• _Passage provided_

BEGIN

Bennett is concerned, too, about what she describes as lower planning standards for build-to-rent apartments – they may be smaller, with fewer windows and less storage space, and fewer community amenities than homes built for purchase. “That’s how we got the ghettos of the 1980s the when State was building them. The only difference now is private developers are,” she warns.

The Rent Pressure Zone rules mean when a landlord does decide to sell, they are unlikely to want to sell with a tenant in situ

At the other end, landlords are leaving the sector even as rents are at their highest rates in years. Asked why this is happening, Conway points out it is only on new lettings that such high “market rents” in RPZs can be charged

“Remember, landlords in these RPZs are stuck with just 2 per cent increases.” In a rising cost-of-living context, where inflation is approaching 10 per cent, a landlord’s income cannot keep pace, she says. The RPZ rules also mean if and when a landlord does decide to sell, they are unlikely to want to sell with a tenant in situ. Any new owner will also be prevented from increasing rent by more than 2 per cent.

“They must gain vacant possession of their property and sell to a purchaser that is going to live in the property to gain the full market value of their property.”

Landlords charging the lower rents to the lower-income households are those most likely to want to sell, she adds. “I am sure there are some landlords who will step over people to make a fast buck, but for the most part people bought into buy-to-lets for the long term, who want to treat their tenants well – though you never hear about that. Landlords are also humans who have lives going on, pressures, mortgages to repay.”

Her IPOA members are also angry at the “inequitable [ie more favourable] tax treatment” institutional investors get when compared with small landlords. While Conway says her members pay up to 55 per cent tax on rental income, real-estate investment trusts are wooed with rates as low as 20 per cent.

“I do not think at this stage we are going to be able to retain the landlords who are determined to leave, but we are not attracting new investors while we are stuck with things like the RPZs, which are a too-rigid, unfair tax-treatment and a constantly changing legislative landscape,” says Conway.

END

• _Provided data_
BEGIN

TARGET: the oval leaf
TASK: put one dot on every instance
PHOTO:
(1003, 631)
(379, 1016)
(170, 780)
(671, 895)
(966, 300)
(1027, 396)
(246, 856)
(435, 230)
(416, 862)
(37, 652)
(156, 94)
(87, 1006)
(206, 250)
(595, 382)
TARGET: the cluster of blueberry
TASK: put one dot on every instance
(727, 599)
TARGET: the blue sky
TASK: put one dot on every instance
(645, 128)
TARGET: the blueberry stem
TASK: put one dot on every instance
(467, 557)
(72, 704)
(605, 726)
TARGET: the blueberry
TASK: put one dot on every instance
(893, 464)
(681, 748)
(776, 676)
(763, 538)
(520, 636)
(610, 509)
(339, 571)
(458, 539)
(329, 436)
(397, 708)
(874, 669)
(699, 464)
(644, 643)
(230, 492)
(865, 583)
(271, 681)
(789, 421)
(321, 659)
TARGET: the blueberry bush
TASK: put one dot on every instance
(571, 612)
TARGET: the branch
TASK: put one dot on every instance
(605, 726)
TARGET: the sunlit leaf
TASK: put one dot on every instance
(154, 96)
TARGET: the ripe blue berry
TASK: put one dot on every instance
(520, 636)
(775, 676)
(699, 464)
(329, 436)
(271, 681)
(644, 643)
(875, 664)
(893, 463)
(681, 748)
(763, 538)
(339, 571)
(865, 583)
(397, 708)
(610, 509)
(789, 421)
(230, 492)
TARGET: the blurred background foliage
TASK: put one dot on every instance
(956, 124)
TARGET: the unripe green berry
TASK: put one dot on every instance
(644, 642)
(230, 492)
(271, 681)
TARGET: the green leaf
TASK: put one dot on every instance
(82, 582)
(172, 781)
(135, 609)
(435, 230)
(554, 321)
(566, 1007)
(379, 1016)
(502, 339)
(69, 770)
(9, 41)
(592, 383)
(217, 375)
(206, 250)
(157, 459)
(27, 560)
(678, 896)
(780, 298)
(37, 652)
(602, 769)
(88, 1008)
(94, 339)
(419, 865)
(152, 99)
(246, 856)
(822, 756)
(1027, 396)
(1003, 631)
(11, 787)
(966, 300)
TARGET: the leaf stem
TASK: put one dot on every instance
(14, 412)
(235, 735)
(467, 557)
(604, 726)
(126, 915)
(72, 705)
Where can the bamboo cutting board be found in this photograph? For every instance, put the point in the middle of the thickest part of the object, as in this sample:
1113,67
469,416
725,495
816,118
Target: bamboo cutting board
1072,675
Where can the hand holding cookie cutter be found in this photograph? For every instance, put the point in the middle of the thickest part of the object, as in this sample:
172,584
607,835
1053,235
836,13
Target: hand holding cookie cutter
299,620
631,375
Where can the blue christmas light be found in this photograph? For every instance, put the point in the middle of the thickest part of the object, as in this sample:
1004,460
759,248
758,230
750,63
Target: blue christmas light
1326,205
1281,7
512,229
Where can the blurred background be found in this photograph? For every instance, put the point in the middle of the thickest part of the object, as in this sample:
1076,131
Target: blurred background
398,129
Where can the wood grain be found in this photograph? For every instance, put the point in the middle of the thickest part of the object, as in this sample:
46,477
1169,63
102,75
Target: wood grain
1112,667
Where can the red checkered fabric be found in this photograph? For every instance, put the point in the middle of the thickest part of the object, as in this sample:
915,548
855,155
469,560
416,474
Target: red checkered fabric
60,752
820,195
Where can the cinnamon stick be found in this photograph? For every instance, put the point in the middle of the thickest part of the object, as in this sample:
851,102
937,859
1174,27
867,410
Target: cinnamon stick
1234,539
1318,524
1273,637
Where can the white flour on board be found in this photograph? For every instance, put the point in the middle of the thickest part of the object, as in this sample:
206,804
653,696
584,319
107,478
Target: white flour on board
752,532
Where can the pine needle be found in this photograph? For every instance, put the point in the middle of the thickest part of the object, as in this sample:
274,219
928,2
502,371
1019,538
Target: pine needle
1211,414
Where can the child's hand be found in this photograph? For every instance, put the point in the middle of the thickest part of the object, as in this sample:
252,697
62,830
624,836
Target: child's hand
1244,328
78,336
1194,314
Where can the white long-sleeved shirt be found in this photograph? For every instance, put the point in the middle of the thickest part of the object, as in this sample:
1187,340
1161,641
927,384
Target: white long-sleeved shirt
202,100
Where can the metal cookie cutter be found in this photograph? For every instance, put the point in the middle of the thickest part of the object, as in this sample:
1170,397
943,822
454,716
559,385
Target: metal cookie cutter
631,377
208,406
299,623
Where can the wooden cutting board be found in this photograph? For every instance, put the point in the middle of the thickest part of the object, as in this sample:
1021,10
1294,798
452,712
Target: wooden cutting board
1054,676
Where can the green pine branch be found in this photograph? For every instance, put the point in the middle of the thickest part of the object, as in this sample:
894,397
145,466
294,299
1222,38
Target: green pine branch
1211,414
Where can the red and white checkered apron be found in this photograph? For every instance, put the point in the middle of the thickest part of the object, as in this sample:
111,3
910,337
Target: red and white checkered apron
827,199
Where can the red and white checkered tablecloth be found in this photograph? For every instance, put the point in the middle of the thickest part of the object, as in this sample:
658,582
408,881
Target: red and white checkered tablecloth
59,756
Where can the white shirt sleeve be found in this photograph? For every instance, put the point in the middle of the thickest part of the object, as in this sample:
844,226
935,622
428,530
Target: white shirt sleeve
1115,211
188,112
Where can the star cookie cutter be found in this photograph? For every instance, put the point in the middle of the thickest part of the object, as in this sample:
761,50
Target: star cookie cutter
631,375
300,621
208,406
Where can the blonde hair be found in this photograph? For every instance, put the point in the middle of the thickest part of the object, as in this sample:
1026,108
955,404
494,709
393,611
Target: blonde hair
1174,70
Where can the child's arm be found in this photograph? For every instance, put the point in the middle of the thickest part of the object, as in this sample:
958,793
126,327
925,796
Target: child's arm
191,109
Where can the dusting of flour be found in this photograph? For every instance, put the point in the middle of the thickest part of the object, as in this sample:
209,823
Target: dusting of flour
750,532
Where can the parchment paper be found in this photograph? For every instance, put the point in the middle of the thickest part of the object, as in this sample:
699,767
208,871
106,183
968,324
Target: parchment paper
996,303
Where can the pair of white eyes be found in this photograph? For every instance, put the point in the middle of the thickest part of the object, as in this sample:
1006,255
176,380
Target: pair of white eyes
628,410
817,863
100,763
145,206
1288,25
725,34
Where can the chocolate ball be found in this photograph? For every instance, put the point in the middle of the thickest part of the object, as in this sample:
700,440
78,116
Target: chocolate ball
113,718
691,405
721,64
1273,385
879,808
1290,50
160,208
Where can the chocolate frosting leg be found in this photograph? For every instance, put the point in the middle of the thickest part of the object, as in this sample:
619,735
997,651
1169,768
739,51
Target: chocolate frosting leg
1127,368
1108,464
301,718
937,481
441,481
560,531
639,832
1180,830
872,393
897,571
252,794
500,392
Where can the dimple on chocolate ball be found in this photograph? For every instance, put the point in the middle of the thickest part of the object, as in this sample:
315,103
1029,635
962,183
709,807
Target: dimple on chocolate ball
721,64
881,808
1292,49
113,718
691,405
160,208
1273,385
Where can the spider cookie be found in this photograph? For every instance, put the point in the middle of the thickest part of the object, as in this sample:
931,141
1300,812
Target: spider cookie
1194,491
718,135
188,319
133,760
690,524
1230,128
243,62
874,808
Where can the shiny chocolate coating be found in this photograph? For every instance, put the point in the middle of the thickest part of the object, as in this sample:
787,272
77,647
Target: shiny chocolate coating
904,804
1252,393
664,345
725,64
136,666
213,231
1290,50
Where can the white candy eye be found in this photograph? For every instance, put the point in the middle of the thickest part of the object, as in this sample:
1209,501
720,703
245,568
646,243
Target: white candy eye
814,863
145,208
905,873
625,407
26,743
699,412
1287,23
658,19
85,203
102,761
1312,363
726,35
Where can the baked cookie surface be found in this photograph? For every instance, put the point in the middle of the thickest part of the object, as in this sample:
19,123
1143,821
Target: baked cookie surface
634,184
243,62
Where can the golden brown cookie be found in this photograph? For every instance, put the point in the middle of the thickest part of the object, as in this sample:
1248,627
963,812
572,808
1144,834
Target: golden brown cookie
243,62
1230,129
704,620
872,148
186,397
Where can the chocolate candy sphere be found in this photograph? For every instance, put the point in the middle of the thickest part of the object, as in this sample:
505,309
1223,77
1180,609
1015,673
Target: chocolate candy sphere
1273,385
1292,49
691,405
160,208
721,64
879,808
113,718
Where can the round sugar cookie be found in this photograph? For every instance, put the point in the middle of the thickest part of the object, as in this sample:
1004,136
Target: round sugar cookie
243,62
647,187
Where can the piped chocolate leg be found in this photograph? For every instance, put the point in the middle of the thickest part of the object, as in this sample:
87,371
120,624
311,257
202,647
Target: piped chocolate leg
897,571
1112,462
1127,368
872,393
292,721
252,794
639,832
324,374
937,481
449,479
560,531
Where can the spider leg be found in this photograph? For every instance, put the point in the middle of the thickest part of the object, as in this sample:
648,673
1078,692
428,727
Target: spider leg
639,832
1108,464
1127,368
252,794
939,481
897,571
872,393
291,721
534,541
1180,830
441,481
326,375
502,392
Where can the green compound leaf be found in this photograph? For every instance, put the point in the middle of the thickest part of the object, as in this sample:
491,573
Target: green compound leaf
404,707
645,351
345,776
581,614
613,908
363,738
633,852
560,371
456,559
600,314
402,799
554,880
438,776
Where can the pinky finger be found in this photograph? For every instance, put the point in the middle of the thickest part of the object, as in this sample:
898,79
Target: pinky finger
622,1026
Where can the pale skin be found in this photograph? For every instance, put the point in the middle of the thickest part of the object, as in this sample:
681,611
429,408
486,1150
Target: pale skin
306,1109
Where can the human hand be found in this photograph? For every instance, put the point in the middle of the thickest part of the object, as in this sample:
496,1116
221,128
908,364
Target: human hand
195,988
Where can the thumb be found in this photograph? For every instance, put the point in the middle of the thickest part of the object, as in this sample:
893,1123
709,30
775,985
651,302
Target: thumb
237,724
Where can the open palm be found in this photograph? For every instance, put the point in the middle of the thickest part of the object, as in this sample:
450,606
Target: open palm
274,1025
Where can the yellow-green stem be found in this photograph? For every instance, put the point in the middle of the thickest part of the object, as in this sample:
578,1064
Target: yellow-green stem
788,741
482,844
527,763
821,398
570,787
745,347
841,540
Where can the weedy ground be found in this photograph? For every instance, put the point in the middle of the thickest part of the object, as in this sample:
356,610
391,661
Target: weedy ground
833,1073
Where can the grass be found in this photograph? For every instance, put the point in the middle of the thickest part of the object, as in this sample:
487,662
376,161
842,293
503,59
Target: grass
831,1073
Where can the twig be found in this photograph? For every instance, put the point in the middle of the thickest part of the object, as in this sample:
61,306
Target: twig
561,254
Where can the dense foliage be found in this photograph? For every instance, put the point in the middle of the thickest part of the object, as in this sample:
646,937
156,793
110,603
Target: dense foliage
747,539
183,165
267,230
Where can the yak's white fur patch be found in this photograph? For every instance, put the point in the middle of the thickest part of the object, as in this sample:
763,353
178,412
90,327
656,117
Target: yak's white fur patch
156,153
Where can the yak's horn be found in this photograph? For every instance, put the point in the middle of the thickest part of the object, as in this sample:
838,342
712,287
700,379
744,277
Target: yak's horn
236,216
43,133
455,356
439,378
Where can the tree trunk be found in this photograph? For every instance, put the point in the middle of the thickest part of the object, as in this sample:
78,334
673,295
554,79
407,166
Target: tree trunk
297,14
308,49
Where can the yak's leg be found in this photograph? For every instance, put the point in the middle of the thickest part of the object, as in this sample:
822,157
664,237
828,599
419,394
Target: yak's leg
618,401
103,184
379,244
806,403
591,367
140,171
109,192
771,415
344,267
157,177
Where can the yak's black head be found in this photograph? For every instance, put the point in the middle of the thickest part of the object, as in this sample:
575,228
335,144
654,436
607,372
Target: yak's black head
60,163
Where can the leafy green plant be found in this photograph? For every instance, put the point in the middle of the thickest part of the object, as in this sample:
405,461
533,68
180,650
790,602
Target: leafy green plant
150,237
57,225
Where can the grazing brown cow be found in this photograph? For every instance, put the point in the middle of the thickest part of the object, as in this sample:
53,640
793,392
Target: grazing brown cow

END

• _Required action 1_
In the passage on the rental sector, how much tax does Conway say her members pay on rental income?
• _Required action 2_
Retype the stretch from "The Rent Pressure" through "2 per cent." in the passage on the rental sector.

• _Exercise response 1_
Up to 55 per cent.

• _Exercise response 2_
The Rent Pressure Zone rules mean when a landlord does decide to sell, they are unlikely to want to sell with a tenant in situ

At the other end, landlords are leaving the sector even as rents are at their highest rates in years. Asked why this is happening, Conway points out it is only on new lettings that such high “market rents” in RPZs can be charged

“Remember, landlords in these RPZs are stuck with just 2 per cent increases.” In a rising cost-of-living context, where inflation is approaching 10 per cent, a landlord’s income cannot keep pace, she says. The RPZ rules also mean if and when a landlord does decide to sell, they are unlikely to want to sell with a tenant in situ. Any new owner will also be prevented from increasing rent by more than 2 per cent.